__Exercise__. Rewrite every item below with "visually impaired user" swapped for "low-vision user", leaving everything else unchanged.

— start Exercise data —

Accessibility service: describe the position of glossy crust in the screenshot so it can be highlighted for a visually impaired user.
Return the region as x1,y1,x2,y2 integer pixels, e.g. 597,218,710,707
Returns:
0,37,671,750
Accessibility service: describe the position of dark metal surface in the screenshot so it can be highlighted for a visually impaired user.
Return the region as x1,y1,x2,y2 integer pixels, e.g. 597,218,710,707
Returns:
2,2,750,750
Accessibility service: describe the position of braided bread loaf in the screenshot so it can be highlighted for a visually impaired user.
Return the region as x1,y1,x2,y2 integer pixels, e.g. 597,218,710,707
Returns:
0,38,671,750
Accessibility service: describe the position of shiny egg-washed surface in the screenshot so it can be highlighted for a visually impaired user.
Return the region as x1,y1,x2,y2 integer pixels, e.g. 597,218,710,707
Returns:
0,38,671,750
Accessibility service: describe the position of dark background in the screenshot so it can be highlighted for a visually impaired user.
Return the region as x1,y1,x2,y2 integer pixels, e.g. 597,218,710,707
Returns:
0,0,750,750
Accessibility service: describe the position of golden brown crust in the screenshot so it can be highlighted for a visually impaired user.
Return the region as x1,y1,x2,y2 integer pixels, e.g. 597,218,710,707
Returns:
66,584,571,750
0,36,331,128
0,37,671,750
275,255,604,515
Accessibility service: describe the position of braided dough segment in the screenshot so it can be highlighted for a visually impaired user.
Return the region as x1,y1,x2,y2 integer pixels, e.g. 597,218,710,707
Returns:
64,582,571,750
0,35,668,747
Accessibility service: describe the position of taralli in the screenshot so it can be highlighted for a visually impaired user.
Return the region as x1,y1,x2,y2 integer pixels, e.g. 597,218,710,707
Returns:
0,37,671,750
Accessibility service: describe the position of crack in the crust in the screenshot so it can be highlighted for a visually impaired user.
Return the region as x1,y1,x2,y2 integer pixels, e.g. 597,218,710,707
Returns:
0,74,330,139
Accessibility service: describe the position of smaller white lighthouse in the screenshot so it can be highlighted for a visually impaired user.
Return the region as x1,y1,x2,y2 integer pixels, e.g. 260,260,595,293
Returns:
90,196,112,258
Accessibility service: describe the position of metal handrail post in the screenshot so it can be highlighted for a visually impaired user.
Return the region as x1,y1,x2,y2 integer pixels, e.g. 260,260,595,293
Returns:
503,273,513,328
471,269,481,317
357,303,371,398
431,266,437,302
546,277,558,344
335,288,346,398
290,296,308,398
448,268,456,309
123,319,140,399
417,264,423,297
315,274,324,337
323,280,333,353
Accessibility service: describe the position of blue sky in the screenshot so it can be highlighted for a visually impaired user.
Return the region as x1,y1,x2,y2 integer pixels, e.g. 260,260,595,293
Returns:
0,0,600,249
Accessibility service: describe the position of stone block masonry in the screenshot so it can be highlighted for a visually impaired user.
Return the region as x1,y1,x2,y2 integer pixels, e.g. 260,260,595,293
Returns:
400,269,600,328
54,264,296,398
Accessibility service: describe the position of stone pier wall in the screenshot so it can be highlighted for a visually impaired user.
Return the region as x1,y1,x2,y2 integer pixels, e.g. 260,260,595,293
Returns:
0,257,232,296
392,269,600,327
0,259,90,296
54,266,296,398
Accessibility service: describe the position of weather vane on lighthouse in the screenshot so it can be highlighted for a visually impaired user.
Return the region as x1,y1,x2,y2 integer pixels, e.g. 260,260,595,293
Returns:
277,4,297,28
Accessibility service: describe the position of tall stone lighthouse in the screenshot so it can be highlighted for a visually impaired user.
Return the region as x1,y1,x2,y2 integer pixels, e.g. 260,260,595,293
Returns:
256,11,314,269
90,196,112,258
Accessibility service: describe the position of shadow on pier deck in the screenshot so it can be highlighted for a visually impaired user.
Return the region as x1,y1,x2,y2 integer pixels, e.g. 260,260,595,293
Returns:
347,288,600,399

— end Exercise data —

__Written answer__.
Accessibility service: describe the position of glossy crust in the screenshot so it can be highlighted for a low-vision user.
Return the region as x1,y1,x2,y2 integer pixels, e.g. 597,218,710,707
Returns:
0,37,671,750
Accessibility service: describe the position of dark metal surface in the screenshot so it can be highlighted for a low-vision user.
Return the region as x1,y1,x2,y2 integer pixels, e.g. 597,218,710,707
Returns:
2,2,750,750
Accessibility service: describe the position of braided bread loaf in the screenshot so it can be highlighted for a low-vision user.
Return the region as x1,y1,x2,y2 integer pixels, e.g. 597,218,710,707
Returns:
0,38,671,750
Accessibility service: describe the position of shiny egg-washed surface in the screenshot so it can be highlighted for a low-vision user.
Return the region as x1,y1,x2,y2 integer pixels, e.g. 597,218,710,707
Returns:
0,38,671,750
Accessibility service: describe the position of dark background in the screenshot so it can be highlighted for a low-vision user.
Return the region as x1,y1,x2,y2 integer pixels, e.g. 597,218,710,707
Returns:
0,0,750,750
Accessibility service: describe the position of golden brown crust in the screenshot so it can be highlighted for a low-vision user.
Return the region as x1,y1,x2,y2 integer pixels, e.g. 597,218,710,707
Returns:
66,584,571,750
0,36,331,128
0,37,671,750
275,255,604,515
Accessibility service: describe the position of braided dough segment in the screenshot so it can be highlighted for a low-vision user.
Return the region as x1,y1,x2,y2 integer pixels, e.g. 597,218,710,707
Returns:
64,582,571,750
0,35,668,747
Accessibility service: describe the position of taralli in the screenshot so it can be highlighted for a low-vision user.
Return the region as x1,y1,x2,y2 integer pixels, e.g. 597,218,710,707
Returns:
0,37,671,750
Accessibility service: describe the position of crack in the crust in the screenshot so it can be highlighted for a low-vision user.
Return the region as x1,y1,x2,y2 integer pixels, e.g. 597,218,710,707
Returns:
0,74,330,139
Accessibility service: describe the position of smaller white lighthouse in the screenshot so it can be highlighted for a low-vision user.
Return the region as x1,y1,x2,y2 integer pixels, e.g. 260,260,595,293
Returns:
90,196,112,258
Accessibility service: describe the position of metal handrail post in the screenshot so it can be highlighted for a low-vision user.
Return the region as x1,y1,x2,y2 integer pixels, e.g. 260,260,595,293
Returns:
503,273,513,328
471,269,481,317
357,303,371,398
431,266,437,302
546,277,558,344
335,288,346,398
290,296,308,398
448,268,456,309
123,319,140,399
417,264,423,297
315,274,324,337
323,280,333,353
Accessibility service: describe the position of blue sky in the screenshot so it can be highlighted for a low-vision user.
Return the region as x1,y1,x2,y2 integer pixels, e.g. 260,260,595,293
Returns:
0,0,600,249
Accessibility service: describe the position of stone block masonry in the screenshot so it can be highlighted for a low-vision user.
Return the region as x1,y1,x2,y2 integer pixels, e.g. 260,260,595,293
Returns:
400,269,600,328
54,264,296,398
Accessibility service: describe the position of stone pier wall in the screenshot so it can be highlighted for a low-vision user.
Return the region as x1,y1,x2,y2 integer pixels, e.g. 260,260,595,293
Returns:
0,257,232,296
392,269,600,327
0,259,90,296
54,266,296,398
Accessibility service: describe the position of weather vane on lighthouse in the screenshot so it can be highlighted for a low-vision user.
Return the region as x1,y1,x2,y2 integer pixels, e.g. 260,260,595,293
Returns:
277,4,297,28
Accessibility service: describe the position of tall stone lighthouse in the screenshot so it can be highlighted for a low-vision user.
Return the region as x1,y1,x2,y2 integer pixels, e.g. 260,260,595,293
Returns:
256,11,314,269
90,196,112,258
Accessibility service: describe the position of shadow on pier deck in the screenshot so it can be highlighted for a low-vision user.
Return the region as x1,y1,x2,y2 integer pixels, e.g. 260,260,595,293
Returns:
347,288,600,399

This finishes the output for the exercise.